> [出題課題 A]:
ダニーに電話をかける話の文章で、語り手の「わたし」以外に登場する人物をすべて挙げよ。
> [出題課題 B]:
ダニーに電話をかける話の文章を、最後の文のあとから書き継げ。

> [提示抜粋]:
空港に着いて、ダニーと出会ったバーをのぞく。また、彼がいるかもしれないという期待をすこし抱いた。彼はいなかった。
以前、ダニーの友人が書いてくれた彼の電話番号をわたしは大事にとっていた。
またホテルを予約し、ホテルに着いたらすぐにインターネットに接続する。
ダニーからたくさんの小さいメッセージが入っていた。
電話番号をとりだし、電話する。もう待ちきれない。
電話した。
出た。
子供の声がした。
ダニーはとてもびっくりしたみたい。How are you?と英語で聞いた。家にいたんだ。奥さんが近くにいるんだ。わたしは急いで切った。
そのあとは落ちこんだ。どうして電話したんだろう?オランダ語ではなく彼が英語を話したことで、奥さんにおかしく思われてしまったかもしれない。
その夜、ダニーからメッセージが入った。
「まずかった。誰だかしつこく聞かれた。電話はまずいから、俺の電話番号は捨てて」
ただ会いたいと言いたかった。
ただ、彼の気持ちを聞きたかった。わたしの感じた気持ちは本当なのか。彼も同じように思っていてくれるのかどうか。

> [データ項目]:
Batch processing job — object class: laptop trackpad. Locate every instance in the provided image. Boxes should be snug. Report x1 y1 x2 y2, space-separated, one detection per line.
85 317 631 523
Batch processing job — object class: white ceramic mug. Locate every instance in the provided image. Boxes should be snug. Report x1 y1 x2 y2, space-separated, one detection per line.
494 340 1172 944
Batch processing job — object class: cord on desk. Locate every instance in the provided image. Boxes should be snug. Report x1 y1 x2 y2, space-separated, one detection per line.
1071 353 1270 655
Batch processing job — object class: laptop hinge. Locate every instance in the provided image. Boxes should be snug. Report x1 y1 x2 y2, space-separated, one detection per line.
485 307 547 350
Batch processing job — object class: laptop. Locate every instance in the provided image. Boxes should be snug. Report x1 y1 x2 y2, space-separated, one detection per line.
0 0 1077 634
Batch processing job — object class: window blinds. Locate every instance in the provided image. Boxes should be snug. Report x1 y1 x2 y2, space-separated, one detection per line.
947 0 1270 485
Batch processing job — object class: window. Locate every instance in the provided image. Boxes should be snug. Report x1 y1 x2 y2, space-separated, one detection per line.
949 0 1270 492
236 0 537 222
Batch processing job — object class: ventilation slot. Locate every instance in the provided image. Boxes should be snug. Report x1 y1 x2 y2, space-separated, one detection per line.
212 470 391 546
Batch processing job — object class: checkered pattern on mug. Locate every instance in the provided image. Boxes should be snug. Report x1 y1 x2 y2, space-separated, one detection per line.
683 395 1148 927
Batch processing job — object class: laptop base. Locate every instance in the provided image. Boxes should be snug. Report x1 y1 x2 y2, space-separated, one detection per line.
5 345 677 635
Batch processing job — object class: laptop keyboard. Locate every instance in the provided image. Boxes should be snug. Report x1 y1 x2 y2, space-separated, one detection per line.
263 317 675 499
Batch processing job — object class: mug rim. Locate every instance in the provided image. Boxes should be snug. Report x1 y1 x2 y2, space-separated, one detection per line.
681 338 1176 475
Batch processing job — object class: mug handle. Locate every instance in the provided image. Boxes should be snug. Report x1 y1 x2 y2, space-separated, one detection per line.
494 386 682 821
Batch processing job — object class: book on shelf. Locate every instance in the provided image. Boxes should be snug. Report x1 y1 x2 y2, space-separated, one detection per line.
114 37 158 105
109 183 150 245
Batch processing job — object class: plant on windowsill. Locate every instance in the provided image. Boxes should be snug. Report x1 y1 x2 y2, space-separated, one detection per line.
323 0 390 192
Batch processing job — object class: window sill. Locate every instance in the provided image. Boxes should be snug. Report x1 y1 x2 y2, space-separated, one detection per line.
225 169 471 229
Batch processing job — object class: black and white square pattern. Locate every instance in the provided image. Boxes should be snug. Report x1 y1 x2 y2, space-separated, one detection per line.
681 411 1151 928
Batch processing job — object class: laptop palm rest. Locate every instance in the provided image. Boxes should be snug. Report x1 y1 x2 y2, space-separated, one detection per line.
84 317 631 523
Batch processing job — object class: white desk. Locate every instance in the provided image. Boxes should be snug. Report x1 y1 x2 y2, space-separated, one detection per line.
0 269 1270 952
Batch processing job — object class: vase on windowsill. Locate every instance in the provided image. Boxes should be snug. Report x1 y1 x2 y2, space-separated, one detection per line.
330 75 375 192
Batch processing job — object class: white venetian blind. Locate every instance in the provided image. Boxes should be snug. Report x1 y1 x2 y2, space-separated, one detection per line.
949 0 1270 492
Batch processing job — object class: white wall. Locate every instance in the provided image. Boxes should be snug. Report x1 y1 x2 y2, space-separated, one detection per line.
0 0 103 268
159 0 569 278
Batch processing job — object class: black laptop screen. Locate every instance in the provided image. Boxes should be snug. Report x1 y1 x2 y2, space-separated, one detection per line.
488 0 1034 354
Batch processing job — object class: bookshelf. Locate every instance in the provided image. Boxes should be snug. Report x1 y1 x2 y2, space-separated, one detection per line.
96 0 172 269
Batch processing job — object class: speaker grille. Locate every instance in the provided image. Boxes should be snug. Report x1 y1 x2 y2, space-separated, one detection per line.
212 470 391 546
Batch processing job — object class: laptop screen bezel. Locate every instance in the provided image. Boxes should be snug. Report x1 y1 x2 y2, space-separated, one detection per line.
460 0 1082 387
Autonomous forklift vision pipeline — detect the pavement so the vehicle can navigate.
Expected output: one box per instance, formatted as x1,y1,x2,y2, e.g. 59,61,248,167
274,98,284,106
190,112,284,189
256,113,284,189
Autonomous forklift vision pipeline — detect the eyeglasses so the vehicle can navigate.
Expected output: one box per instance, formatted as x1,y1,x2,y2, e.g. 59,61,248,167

> [演習の解答 A]:
ダニー、ダニーの友人、子供、奥さん

> [演習の解答 B]:
でももう聞けなかった。
わたしは気づいた。わたしの、求めているもの、それは暖炉だ。わたしをあたためてくれるもの。
それが、そこにはない。あったとしても、すでにちがう人のために、ちがう人をあたためるべき設けられている暖炉。
もう、日本に本当に帰らなきゃいけない日がせまっていた。わたしは、前回できなかった観光をしたり、旅行者に有名なアムステルダム名物のカフェに行ったりして、同じようなツーリストの人々と話した。
そして日本に帰った。
ダニーからはその後もメッセージが届いていた。彼はその中でいつも冗談をいったり、小さい話をした。そしていつもわたしがなにをしているか聞いた。
わたしは話すことがなかった。彼と会えないのなら、ネットの友だちになることは望んだことではなかった。
なんどかダニーから誘われて、時間をあわせチャットをしたことがある。彼は、やはり自分のことはあまり話さず、わたしの仕事のことや、生活のこと、なにをしているのかをいつも聞くだけだった。
だんだんとメッセージのやり取りはなくなり、半年後、彼からメールが届いた。
“I don’t know what to say. But I still think of you.” なんていっていいかわからない、でもまだきみのことを考えている。次はいつアムステルダムに来るのか教えてくれ。
わたしは、今のところ行く予定はないよ、と返信した。
それから一年後、メールがきた。仕事で日本に行けるかもしれない。そしたらきみに会えるか。きみの家に泊まれるか。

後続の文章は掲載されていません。